***** Приведенный текст *****

А настоящую причину раскрыть он не мог. Не исключено, что и самому себе не отдавал отчета: что сделал с ним Зощенко. Много лет я подозревал мотив отчасти метафорический: как-никак, «Перед восходом солнца» — трактат о страхе. То есть о секретном стратегическом топливе. Неважно, что формулу Зощенко вывел самодельную, приблизительную. Отвращение к отраху — вот что вывело Сталина из себя, — думал я. — Он принял это как личное оскорбление, хотя вряд ли мог растолковать себе, в чем дело. Вероятно, полагал, что ему противно само это возмутительное зрелище: человек посреди войны, как Архимед какой-нибудь, бесстыдно углублен в отвлеченные мысли. Просто сил никаких нет не пронзить его дротиком или там чем попало.
Но, как сам же М. М. и написал, отрицая Судьбу, — «жизнь устроена проще, обидней и не для интеллигентов».
Недавно нейрофизиологи установили, что мозг убийцы действует в особом режиме. В США, например, обследовали убийц, которые официально были признаны вменяемыми. Обнаружилось, что функции лобных областей их мозга ослаблены, и снижено потребление глюкозы в прифронтальных отделах. Испанские и русские ученые доказали, что в мозгу агрессора — избыток какого-то пептида вазопрессина, зато недостача серотонина... И так далее. Не в названиях дело. Главное — что у людей, склонных к депрессии, — все ровно наоборот. И поэтому что меланхолику полезно — для убийцы травма или яд!
Должно быть, Сталин, читая Зощенко, страдал невыносимо.
Фольклор
На писательском собрании в Смольном после доклада Жданова пошли, как водится, речи негодяев, — а порядочные люди затаились. Как только перешли к голосованию, порядочные бросились к дверям, доставая на ходу папиросы. Но эта испытанная уловка не застала охрану врасплох: никого не выпустили из зала. Порядочным пришлось вернуться на свои места и проголосовать вместе со всеми.
Так рассказывал мне один человек. А другой — что был все-таки голос против: такой Дилакторской, детской писательницы. Она и выступить осмелилась: не могу, сказала, согласиться, что и в рассказах о Ленине Зощенко проявил себя как подонок, пошляк, хулиган. Она вроде бы до войны служила в Детгизе и подписала эту книжку в печать.
Третий, усмехаясь, припомнил, как возвращался той августовской сорок шестого года ночью из Смольного. А жил на канале Грибоедова, в писательском доме, где и многие другие. Шли гурьбой, ночь была теплая, компания — молодая, — разговорились, расшутились, разыгрались чуть не в пятнашки. Вышли на Конюшенную площадь, повернули к набережной канала — и остановились: вдоль решетки навстречу им шел Зощенко. Франтовской плащ, кожаная кепка, трость. И ясно было, что он уже много часов так ходит взад-вперед, тростью трогая перила. Его-то на собрание не пригласили, что случилось — не намекнули. Вот он и ждал возвращения соседей.

***** Набор данных *****

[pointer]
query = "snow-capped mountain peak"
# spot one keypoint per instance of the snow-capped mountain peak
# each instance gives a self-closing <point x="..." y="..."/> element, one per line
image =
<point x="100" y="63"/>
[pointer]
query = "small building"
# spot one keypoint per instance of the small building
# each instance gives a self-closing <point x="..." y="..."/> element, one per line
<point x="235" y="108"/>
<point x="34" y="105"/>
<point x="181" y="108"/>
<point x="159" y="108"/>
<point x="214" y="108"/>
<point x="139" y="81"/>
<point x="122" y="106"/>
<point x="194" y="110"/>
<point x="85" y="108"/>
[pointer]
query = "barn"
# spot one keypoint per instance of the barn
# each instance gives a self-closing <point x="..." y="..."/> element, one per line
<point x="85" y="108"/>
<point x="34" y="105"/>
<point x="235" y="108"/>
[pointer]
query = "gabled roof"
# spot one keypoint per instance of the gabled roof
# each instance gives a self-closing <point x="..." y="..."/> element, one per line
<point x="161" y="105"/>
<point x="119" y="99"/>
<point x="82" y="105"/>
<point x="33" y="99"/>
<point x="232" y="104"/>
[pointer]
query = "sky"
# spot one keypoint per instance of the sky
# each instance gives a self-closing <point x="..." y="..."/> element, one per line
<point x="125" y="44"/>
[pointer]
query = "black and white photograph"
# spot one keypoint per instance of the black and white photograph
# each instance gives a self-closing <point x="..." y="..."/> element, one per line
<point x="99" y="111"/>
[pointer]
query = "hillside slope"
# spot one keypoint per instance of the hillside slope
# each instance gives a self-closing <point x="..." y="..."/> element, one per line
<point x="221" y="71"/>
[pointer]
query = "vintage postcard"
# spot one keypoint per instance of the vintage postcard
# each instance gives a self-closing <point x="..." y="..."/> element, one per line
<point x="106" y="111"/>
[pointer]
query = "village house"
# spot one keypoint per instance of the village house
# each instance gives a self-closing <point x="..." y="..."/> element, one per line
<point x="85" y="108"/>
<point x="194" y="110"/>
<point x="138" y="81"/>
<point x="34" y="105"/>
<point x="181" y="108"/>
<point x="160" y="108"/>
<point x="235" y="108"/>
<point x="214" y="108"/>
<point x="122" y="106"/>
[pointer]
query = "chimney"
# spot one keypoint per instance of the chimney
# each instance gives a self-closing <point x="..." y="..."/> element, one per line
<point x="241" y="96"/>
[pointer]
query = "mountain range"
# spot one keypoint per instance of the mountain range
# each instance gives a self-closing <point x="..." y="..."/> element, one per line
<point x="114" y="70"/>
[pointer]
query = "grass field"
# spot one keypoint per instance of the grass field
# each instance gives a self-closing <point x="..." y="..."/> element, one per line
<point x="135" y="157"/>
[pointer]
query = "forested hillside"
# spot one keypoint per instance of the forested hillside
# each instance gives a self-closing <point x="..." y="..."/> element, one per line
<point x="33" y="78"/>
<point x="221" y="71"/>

*****

» Что требуется
Перечислите все предметы одежды и вещи, названные в тексте о Зощенко там, где Зощенко идет навстречу соседям вдоль решетки канала.

» Решение задачи
Франтовской плащ, кожаная кепка, трость.